_Instruction_
Give the lines below as a JSON list of strings, one string per line, skipping any blank lines. Leave the pictures out.

Items from a dataset:
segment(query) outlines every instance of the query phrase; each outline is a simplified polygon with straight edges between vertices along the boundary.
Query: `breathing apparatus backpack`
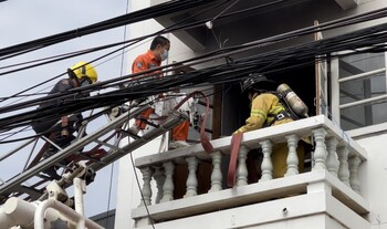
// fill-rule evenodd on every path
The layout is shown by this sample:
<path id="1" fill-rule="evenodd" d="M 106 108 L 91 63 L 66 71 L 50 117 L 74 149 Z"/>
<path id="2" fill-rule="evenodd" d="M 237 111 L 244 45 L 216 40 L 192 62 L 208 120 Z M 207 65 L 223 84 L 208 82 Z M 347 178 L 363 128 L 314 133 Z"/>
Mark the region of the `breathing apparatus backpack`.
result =
<path id="1" fill-rule="evenodd" d="M 295 94 L 295 92 L 285 83 L 276 87 L 276 94 L 285 110 L 293 119 L 308 117 L 308 108 L 305 103 Z"/>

_Result for this exercise_
[
  "segment(query) outlines every instance of the query phrase; each outline is a simplified polygon with straight edges between vertices along the boundary.",
  "Query: `breathing apparatus backpack`",
  "// fill-rule evenodd on every path",
  "The layout is shown by this sample:",
  "<path id=\"1\" fill-rule=\"evenodd\" d=\"M 106 108 L 91 63 L 66 71 L 50 117 L 74 149 Z\"/>",
  "<path id=\"2\" fill-rule=\"evenodd\" d=\"M 237 111 L 244 45 L 216 40 L 192 62 L 208 120 Z M 207 65 L 223 84 L 208 82 Z M 347 178 L 363 128 L 314 133 Z\"/>",
  "Mark the region of the `breathing apparatus backpack`.",
  "result =",
  "<path id=\"1\" fill-rule=\"evenodd\" d=\"M 295 94 L 295 92 L 285 83 L 276 87 L 276 94 L 285 110 L 293 119 L 308 117 L 308 108 L 305 103 Z\"/>"
]